:: Requirements ::
Rewrite the records as a numbered list, one line per item, leaving out blank lines, from the line containing "Where can the wooden" through the end of the records.

:: Recorded data ::
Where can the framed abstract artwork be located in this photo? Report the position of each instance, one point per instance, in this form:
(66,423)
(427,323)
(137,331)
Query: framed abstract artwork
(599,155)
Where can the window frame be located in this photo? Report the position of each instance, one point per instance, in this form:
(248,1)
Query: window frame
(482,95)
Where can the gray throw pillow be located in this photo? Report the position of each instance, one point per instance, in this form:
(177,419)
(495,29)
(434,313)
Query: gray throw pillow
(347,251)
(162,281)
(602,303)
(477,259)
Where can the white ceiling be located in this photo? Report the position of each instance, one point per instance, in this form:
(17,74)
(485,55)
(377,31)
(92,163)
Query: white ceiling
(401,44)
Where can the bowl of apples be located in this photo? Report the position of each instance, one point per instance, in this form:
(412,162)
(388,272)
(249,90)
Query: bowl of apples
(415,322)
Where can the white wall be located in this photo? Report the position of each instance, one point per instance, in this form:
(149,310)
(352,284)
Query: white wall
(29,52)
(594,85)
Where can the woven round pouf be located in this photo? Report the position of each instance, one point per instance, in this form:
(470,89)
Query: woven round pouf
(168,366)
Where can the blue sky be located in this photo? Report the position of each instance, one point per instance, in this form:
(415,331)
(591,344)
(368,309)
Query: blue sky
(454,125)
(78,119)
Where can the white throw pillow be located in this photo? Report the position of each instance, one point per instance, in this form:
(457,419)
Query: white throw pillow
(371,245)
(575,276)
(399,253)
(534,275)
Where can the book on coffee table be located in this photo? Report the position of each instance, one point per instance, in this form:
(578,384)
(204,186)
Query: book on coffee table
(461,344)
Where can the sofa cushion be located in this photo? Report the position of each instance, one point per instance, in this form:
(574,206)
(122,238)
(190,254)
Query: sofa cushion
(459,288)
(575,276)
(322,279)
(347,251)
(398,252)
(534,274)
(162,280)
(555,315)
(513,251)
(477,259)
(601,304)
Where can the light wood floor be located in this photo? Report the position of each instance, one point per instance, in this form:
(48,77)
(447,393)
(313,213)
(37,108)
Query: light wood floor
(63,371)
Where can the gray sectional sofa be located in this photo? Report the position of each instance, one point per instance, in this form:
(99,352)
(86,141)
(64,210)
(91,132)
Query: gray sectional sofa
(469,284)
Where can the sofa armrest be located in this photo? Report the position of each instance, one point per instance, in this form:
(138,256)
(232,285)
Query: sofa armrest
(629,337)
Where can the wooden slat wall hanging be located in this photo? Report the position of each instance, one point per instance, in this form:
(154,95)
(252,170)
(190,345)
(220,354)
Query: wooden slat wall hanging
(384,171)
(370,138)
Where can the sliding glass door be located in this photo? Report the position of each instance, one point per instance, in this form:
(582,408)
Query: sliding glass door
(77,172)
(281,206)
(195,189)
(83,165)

:: Solution below ::
1. Where can the wooden slat wall hanging be located in this photo? Report the position of each instance, one point per instance, in this form:
2. (154,95)
3. (252,170)
4. (190,345)
5. (220,354)
6. Query: wooden slat wall hanging
7. (384,171)
8. (370,138)
9. Where can the sliding glass door be located in this photo? Report the position of each instance, one point per instance, in this form:
10. (582,408)
11. Query: sliding glass door
12. (77,172)
13. (281,206)
14. (195,189)
15. (83,165)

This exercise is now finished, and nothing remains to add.